ASSIGNED TASK: Using the listing, copy each whole line that features "range".
++++++++
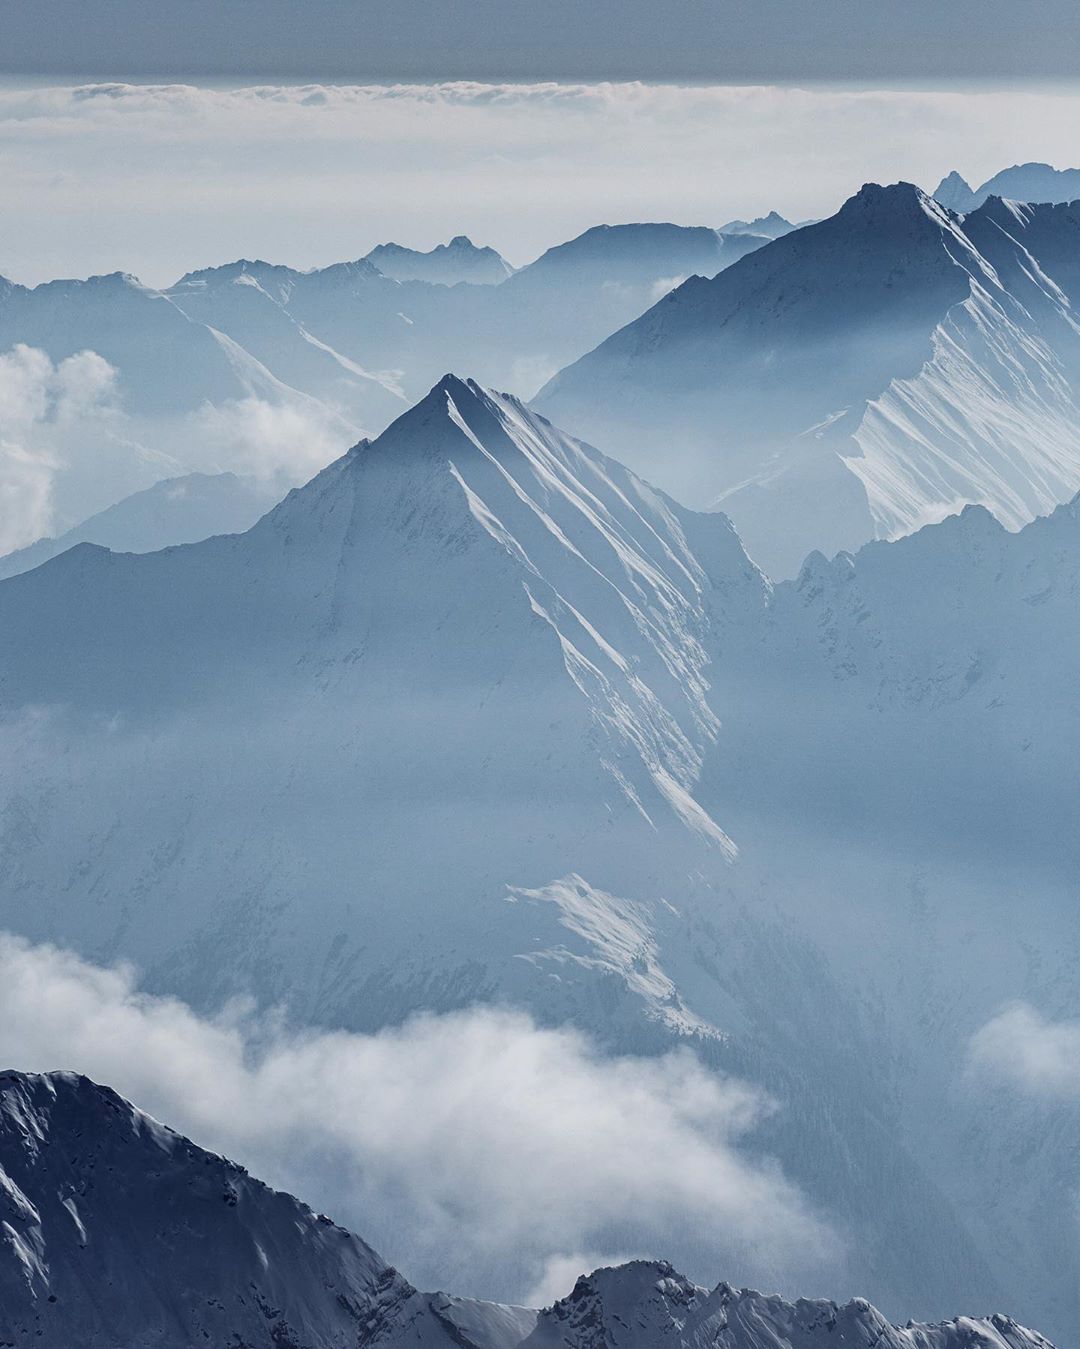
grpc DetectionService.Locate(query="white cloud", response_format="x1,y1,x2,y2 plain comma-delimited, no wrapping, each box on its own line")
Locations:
650,275,688,303
0,337,356,553
969,1002,1080,1098
0,344,120,551
3,81,1080,288
0,931,840,1304
191,395,353,484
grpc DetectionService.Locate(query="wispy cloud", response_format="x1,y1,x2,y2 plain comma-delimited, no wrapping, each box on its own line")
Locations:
191,395,353,484
969,1002,1080,1097
0,344,120,550
0,931,841,1304
2,81,1080,288
0,339,353,551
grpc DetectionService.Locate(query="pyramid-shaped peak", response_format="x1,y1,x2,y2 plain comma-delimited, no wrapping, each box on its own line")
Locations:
932,170,978,212
345,374,531,471
421,372,500,415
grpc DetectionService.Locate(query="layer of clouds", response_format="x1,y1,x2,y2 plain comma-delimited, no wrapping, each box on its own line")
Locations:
969,1002,1080,1098
0,931,840,1305
0,344,119,550
3,81,1080,287
191,395,353,484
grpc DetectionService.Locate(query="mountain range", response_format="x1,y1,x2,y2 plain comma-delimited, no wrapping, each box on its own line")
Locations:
167,220,769,408
537,183,1080,575
0,471,277,581
362,235,515,285
4,378,1080,1339
10,177,1080,576
0,269,356,542
0,219,772,555
933,162,1080,213
0,1070,1054,1349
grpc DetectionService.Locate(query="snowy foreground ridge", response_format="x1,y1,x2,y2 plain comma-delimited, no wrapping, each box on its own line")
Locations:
0,1071,1054,1349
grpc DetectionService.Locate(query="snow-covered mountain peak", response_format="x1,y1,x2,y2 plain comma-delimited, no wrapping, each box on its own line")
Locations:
537,176,1080,576
832,182,976,256
0,1069,535,1349
522,1259,1052,1349
0,379,757,1030
840,179,938,218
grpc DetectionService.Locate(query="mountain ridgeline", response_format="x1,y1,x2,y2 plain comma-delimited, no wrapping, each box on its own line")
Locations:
537,183,1080,576
933,162,1080,213
0,219,772,553
0,1070,1054,1349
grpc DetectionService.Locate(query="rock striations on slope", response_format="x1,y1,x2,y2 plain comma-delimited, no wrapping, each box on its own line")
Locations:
537,183,1080,576
0,375,759,1021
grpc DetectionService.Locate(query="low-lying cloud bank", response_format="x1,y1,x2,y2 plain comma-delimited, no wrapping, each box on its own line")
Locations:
0,931,840,1304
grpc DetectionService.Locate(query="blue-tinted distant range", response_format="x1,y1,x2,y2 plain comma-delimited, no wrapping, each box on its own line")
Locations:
4,82,1080,289
3,14,1080,1348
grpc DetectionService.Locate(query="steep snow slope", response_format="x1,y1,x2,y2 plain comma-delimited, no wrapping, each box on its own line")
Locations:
0,471,279,580
525,1263,1051,1349
934,163,1080,211
701,496,1080,1342
171,255,425,399
166,262,409,431
845,197,1080,539
0,1072,1050,1349
537,183,1080,576
0,376,752,1019
0,1070,535,1349
363,237,514,284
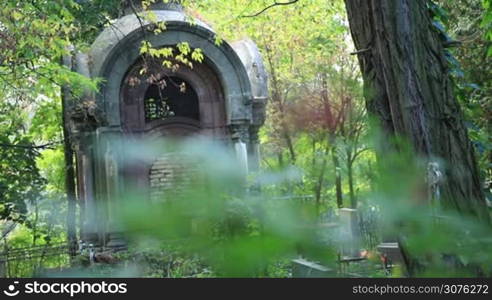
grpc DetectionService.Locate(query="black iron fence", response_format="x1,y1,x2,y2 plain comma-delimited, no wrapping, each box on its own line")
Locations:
0,242,71,278
358,207,381,250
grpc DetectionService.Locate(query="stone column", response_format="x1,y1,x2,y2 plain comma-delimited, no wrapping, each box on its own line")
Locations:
95,127,126,249
105,142,126,249
230,123,250,176
248,126,261,172
75,150,85,241
74,133,99,246
338,208,360,257
71,50,102,247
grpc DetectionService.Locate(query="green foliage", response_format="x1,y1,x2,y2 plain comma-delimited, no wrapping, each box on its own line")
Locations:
193,0,373,213
0,100,46,222
0,0,99,96
483,0,492,54
372,141,492,277
0,0,490,278
0,145,44,222
112,139,339,277
439,0,492,193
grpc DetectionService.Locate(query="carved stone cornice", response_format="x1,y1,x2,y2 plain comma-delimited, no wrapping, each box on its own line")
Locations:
229,123,250,144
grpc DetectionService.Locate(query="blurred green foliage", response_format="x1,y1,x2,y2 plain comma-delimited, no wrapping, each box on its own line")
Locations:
0,0,491,278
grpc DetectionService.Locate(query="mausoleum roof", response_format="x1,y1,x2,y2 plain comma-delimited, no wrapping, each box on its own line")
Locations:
90,9,213,79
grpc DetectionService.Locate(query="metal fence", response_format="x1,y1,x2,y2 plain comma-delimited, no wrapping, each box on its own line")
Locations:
0,243,71,278
358,207,381,250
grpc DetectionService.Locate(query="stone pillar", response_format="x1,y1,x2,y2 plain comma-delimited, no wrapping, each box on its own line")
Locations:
96,127,126,249
74,133,99,246
104,145,125,248
234,141,248,175
248,126,261,172
75,151,85,241
338,208,360,257
71,50,102,247
230,123,250,176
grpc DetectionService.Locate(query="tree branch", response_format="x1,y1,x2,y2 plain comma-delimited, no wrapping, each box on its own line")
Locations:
0,141,61,150
351,147,369,164
241,0,299,18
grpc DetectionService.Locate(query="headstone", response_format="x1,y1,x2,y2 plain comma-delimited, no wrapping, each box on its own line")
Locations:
377,242,406,273
291,258,335,278
338,208,360,258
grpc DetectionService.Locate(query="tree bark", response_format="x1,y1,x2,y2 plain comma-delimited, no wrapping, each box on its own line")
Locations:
347,150,356,209
314,152,328,216
62,92,78,258
344,0,489,222
61,55,78,258
332,147,343,208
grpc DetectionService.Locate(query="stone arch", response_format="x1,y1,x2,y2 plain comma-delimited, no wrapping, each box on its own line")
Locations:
119,54,227,137
90,10,253,128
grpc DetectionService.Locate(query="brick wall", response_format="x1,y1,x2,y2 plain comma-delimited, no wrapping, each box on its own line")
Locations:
149,152,199,202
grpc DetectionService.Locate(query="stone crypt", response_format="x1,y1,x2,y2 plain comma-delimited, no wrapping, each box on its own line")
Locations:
65,1,268,249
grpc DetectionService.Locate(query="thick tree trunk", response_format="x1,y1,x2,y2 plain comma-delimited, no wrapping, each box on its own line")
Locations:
344,0,488,222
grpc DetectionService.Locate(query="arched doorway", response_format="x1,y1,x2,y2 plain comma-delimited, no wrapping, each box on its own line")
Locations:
119,55,226,200
120,55,227,137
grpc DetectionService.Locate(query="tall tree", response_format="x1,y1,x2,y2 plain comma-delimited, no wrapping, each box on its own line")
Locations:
344,0,489,222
++++++++
PROBLEM SOLUTION:
grpc DetectionService.Locate(query="mountain range", response_format="x1,y1,x2,y2 plain comma-delimited, no wrapping, each box on its own line")
grpc DetectionService.Locate(query="blue-tinted distant range", response_format="x1,y1,x2,y2 plain comma-delimited, no wrapping, each box on its own line")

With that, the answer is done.